Genotypic variation is important for any crop improvement programme as it is only variation which transmits to next generation. Heritability refers to the ratio of genotypic variance to the total phenotypic variance or total variance, for the trait. It is a good index for transmission of characters from parents to their offspring. It aids plant breeder in selection of good genotypes from diverse populations. Genetic advance is the improvement of progeny of selected plants over parental populations. Heritability estimates along with genetic advance are generally more useful in predicting the gain under selection instead of using heritability alone (Falconer, 1981). With this in mind, the current study aimed to assess the variation in yield and yield-related traits in the F2 generation of green gram by analyzing genetic parameters such as phenotypic coefficient of variation (PCV), genotypic coefficient of variation (GCV), heritability and genetic advance. These insights are expected to guide the formulation of effective selection indices for crop improvement, focusing on enhancing yield potential and quality traits.

MATERIALS AND METHODS

The experimental material comprised hundred F2 progenies derived from the crosses KM-22-24 X GM-6 and HUM-27 X GM-8 which were maintained at Pulses and Castor Research Station, Navsari Agricultural University, Navsari for evaluation in a non-replicated manner. Mean, range, genotypic coefficient of variation, phenotypic coefficient of variation, heritability and genetic advance as per cent of mean were studied for ten quantitative traits viz., days to flowering, days to maturity, plant height (cm), branches per plant, pods per plant, pod length (cm), seeds per pod, 100 seed weight (g), harvest index (%) and seed yield per plant (g) in F2 progenies of green gram. The data recorded for the different characters excluding MYMV incidence were subjected to analysis of variance. Different parameters of the genetic variability were computed by standard statistical procedures.
               
The analysis of variance was conducted following the method proposed by Panse and Sukhatme (1957). The variability parameters, including phenotypic and genotypic coefficients of variation (PCV and GCV), were calculated using the approach outlined by Burton and DeVane (1953). Additionally, heritability and genetic advance were classified into low, medium and high categories in accordance with the criteria established by Johnson et al., (1955).

RESULTS AND DISCUSSION

Analysis of mean, range and variance
 
The 100 selected F2 progenies of two crosses KM-22-24 × GM-6 and HUM-27 × GM-8 showed a wide range of variation, which might be due to the inclusion of diverse parents, segregation and recombination (Table 1 and 2). Mean values for all observed characters in the segregating population ranged between the mean values of parents. Additionally, the population manifested increased mean values over the parents for days to maturity, plant height, branches per plant, pod length, 100 seed weight and seed yield per plant for cross KM-22-24 × GM-6 and branches per plant and pods per plant for cross HUM-27 × GM-8. However, the characters days to flowering, pods per plant, seeds per pod and harvest index exhibited low mean value over parents for cross KM-22-24 × GM-6 and days to flowering, days to maturity, plant height, pod length, seeds per pod, 100 seed weight and seed yield per plant for cross HUM-27 × GM-8. The increase in mean value as a result of hybridization indicates scope for further improvement in traits in subsequent generations.

************

## COMPLETE THE FOLLOWING
• a. Decide whether each statement agrees with the green gram study, answering yes or no and quoting the words that settle it: (i) The F2 progenies were evaluated in a replicated design. (ii) PCV and GCV were calculated by the approach of Burton and DeVane (1953). (iii) For the cross KM-22-24 × GM-6, seeds per pod showed an increased mean value over the parents.
• b. According to the green gram study, where were the F2 progenies maintained?
• c. Using the reason the green gram study gives, explain why genetic advance was assessed together with heritability instead of heritability on its own.

## RAW DATA
************

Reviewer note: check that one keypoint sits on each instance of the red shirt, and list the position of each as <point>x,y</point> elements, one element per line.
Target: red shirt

************

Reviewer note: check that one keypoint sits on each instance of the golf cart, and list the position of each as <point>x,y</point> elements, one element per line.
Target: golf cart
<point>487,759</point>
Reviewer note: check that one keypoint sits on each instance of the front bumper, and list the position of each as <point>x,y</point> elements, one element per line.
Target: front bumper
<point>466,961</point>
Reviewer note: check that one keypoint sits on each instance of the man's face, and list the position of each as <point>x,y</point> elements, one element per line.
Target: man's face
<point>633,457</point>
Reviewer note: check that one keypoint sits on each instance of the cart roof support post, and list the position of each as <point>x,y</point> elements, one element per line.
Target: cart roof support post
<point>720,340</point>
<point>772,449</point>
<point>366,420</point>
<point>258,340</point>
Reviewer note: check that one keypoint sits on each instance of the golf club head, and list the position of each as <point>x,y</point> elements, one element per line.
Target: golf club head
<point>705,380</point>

************

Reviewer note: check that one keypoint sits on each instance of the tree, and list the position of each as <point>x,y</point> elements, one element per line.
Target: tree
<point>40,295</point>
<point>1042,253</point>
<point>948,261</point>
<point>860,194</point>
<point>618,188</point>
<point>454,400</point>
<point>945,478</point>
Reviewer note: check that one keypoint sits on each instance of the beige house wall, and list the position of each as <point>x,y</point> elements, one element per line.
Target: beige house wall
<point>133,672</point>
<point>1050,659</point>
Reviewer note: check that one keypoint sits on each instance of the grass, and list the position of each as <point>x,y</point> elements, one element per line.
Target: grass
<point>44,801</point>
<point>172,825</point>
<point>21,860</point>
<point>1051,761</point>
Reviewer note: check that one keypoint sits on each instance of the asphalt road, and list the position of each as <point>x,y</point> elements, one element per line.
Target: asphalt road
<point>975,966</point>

************

## ANSWERS FOR THIS EXERCISE
• a.
(i) No: "for evaluation in a non-replicated manner."
(ii) Yes: "were calculated using the approach outlined by Burton and DeVane (1953)."
(iii) No: "the characters days to flowering, pods per plant, seeds per pod and harvest index exhibited low mean value over parents for cross KM-22-24 × GM-6."

• b. They were maintained at Pulses and Castor Research Station, Navsari Agricultural University, Navsari.

• c. Heritability estimates combined with genetic advance are generally more useful for predicting the gain under selection than heritability alone, as noted by Falconer (1981).